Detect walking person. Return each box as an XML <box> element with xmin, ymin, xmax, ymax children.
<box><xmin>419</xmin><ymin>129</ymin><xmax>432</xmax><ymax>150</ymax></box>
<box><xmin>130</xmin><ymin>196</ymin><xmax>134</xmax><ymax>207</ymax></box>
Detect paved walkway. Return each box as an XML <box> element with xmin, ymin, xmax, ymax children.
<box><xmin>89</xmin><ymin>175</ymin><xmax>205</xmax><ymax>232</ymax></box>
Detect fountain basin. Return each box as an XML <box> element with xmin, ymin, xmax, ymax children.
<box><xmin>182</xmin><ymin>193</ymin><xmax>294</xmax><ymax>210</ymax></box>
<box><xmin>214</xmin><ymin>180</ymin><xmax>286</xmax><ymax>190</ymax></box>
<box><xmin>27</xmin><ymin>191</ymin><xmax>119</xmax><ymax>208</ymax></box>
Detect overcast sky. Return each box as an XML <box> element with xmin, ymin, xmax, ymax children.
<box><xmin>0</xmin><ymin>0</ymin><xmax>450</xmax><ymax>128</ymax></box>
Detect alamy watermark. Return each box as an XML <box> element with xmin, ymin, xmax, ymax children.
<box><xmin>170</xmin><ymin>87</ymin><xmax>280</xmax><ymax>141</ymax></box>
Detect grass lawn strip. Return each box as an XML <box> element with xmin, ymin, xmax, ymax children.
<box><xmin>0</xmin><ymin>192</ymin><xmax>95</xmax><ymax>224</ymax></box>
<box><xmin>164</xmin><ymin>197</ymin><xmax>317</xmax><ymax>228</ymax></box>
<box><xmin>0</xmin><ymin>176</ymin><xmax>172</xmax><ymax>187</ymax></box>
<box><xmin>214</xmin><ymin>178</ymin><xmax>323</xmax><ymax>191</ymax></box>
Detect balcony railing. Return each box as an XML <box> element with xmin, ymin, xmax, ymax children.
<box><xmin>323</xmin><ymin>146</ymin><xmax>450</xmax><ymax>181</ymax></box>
──────────
§ **Description of the task**:
Copy all of the records above word for word, with nothing changed.

§ **Task answer**:
Detect walking person. Return each box as an XML <box> element with xmin, ymin, xmax, ymax children.
<box><xmin>419</xmin><ymin>129</ymin><xmax>432</xmax><ymax>150</ymax></box>
<box><xmin>130</xmin><ymin>196</ymin><xmax>134</xmax><ymax>207</ymax></box>
Detect paved walkway. Return each box as an XML <box> element with xmin, ymin, xmax, ymax children.
<box><xmin>89</xmin><ymin>175</ymin><xmax>205</xmax><ymax>232</ymax></box>
Detect fountain basin. Return each box as an XML <box> element with xmin, ymin, xmax, ymax children.
<box><xmin>182</xmin><ymin>193</ymin><xmax>294</xmax><ymax>210</ymax></box>
<box><xmin>214</xmin><ymin>180</ymin><xmax>286</xmax><ymax>190</ymax></box>
<box><xmin>27</xmin><ymin>191</ymin><xmax>119</xmax><ymax>208</ymax></box>
Detect overcast sky. Return each box as an XML <box> element with xmin, ymin, xmax, ymax children.
<box><xmin>0</xmin><ymin>0</ymin><xmax>450</xmax><ymax>128</ymax></box>
Detect alamy watermark. Return each box as an XML <box> element with xmin, ymin, xmax, ymax children.
<box><xmin>170</xmin><ymin>87</ymin><xmax>280</xmax><ymax>141</ymax></box>
Detect grass lawn strip. Return each box as an XML <box> element with xmin, ymin, xmax, ymax children.
<box><xmin>0</xmin><ymin>192</ymin><xmax>95</xmax><ymax>224</ymax></box>
<box><xmin>164</xmin><ymin>197</ymin><xmax>317</xmax><ymax>228</ymax></box>
<box><xmin>0</xmin><ymin>176</ymin><xmax>172</xmax><ymax>187</ymax></box>
<box><xmin>214</xmin><ymin>178</ymin><xmax>323</xmax><ymax>191</ymax></box>
Detect balcony railing. Return each box as an XML <box> element with xmin, ymin, xmax, ymax children.
<box><xmin>323</xmin><ymin>146</ymin><xmax>450</xmax><ymax>181</ymax></box>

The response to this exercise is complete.